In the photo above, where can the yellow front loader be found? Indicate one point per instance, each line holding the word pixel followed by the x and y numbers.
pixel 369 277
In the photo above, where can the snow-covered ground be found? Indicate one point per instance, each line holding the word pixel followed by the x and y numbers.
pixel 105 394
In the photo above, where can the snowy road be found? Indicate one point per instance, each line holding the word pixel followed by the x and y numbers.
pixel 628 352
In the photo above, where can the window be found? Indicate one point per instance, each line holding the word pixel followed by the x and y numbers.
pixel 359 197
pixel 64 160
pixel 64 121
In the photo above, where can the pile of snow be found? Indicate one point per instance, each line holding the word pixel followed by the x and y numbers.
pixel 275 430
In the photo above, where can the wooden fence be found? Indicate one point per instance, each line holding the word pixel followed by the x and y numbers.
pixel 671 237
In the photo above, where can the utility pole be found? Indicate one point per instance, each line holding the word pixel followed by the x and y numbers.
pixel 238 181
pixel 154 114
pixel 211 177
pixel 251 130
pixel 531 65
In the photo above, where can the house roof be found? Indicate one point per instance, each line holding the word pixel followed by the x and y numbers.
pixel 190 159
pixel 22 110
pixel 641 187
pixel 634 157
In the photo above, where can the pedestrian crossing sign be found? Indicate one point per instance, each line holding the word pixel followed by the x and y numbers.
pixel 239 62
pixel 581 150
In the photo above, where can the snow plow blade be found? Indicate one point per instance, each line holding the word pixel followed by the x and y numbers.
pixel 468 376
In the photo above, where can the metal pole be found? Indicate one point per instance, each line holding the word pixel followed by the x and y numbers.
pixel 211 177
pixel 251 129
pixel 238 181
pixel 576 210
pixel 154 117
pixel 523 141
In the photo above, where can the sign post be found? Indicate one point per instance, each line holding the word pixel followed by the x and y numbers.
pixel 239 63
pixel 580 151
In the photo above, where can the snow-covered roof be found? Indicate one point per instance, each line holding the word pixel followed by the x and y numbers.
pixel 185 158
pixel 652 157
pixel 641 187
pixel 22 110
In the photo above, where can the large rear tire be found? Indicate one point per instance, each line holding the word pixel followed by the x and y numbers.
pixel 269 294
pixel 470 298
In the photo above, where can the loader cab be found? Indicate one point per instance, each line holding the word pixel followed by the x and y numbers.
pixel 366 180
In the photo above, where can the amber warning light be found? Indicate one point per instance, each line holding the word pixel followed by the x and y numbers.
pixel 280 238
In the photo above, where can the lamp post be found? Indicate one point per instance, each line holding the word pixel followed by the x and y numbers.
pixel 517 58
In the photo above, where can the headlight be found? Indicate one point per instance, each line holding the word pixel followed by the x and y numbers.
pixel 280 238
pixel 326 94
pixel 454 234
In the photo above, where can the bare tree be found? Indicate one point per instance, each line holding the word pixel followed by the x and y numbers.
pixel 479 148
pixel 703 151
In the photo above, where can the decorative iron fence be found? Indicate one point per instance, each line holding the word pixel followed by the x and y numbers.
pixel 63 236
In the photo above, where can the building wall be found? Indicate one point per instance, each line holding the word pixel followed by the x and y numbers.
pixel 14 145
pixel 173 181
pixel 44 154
=-=-=-=-=
**PROBLEM STATEMENT:**
Reproduce all of the material above word for word.

**PROBLEM SOLUTION:**
In the photo above, where can the yellow front loader be found? Indicate one point per instance, each line holding the word pixel followed by the x and y numbers.
pixel 369 277
In the photo above, where can the snow-covered ground be found? Indicate one point per instance, each line holding the word pixel followed by the x and y numbers.
pixel 105 394
In the photo above, where can the snowy road be found? Indicate one point per instance, each line holding the word pixel followed by the x and y numbers.
pixel 628 352
In the photo above, where can the window be found? Indicate one point per instance, each line holding the word pixel followed by the x and y numbers.
pixel 359 197
pixel 64 160
pixel 64 121
In the photo above, where can the pile of snow be found? Indicate one point per instance, each line holding the word pixel followed by the x and y numbers.
pixel 275 430
In the photo above, where can the wooden fence be found? Indicate one point per instance, each line holding the word pixel followed by the x and y numbers.
pixel 671 237
In the photo above, where can the utility pole be found? Indicate one point per instance, each line holding the word pixel followed by the x and y numbers.
pixel 238 181
pixel 154 114
pixel 211 177
pixel 251 130
pixel 531 65
In the photo above, where can the house roof be found? Indicate one point per instance, each line holding the word pixel followed by the x and y numbers.
pixel 190 159
pixel 22 110
pixel 641 187
pixel 634 157
In the photo above, where can the pedestrian crossing sign be found? Indicate one point per instance, each line holding the word pixel followed by the x and y numbers.
pixel 239 62
pixel 581 150
In the photo above, where can the snow plow blade be found? Indicate one point per instance, each line holding the word pixel followed by the x and y numbers.
pixel 468 376
In the photo above, where can the metal pole be found? Indicate one point per instance, each line holding the word pixel followed by the x and y numbers.
pixel 211 177
pixel 251 129
pixel 238 181
pixel 576 210
pixel 154 117
pixel 523 141
In the photo above, where can the sign post be found? Indicate one point per instance, each line holding the word pixel followed by the x and y numbers.
pixel 239 63
pixel 580 151
In the photo above, where can the snow-covered roof be found? Indicate one point per instance, each line holding the word pixel followed by the x and y numbers.
pixel 185 158
pixel 652 157
pixel 641 187
pixel 22 110
In the photo above, where can the large rear tire be found? Indicate one point per instance, each line holding the word pixel followed by the x and y numbers.
pixel 269 294
pixel 470 298
In the photo above, where can the loader cab be found? Indicate one point per instance, each line holding the word pixel followed by the x and y numbers.
pixel 366 180
In the photo above, where can the amber warning light be found? Indicate one point per instance, each line holding the word pixel followed by the x and y numbers.
pixel 280 238
In the photo above, where can the lamp post be found? Indicate one point per instance, each line holding the word pixel followed by the x and y numbers.
pixel 517 58
In the photo above, where can the headlight be found? Indicate one point per instance, each line holding the word pixel followed by the x and y numbers.
pixel 280 238
pixel 326 94
pixel 454 234
In the photo above, where can the bare tree be found? Indicate one point per instance, each line holding the word pixel followed by the x and y numbers.
pixel 479 148
pixel 703 151
In the photo above, where can the decorative iron fence be found? Indicate one point per instance, each line holding the word pixel followed by the x and y numbers.
pixel 63 236
In the photo above, where can the building wall be found? Indicate one point per instance, each line holding the word pixel followed by the x and y numbers.
pixel 14 145
pixel 173 181
pixel 44 154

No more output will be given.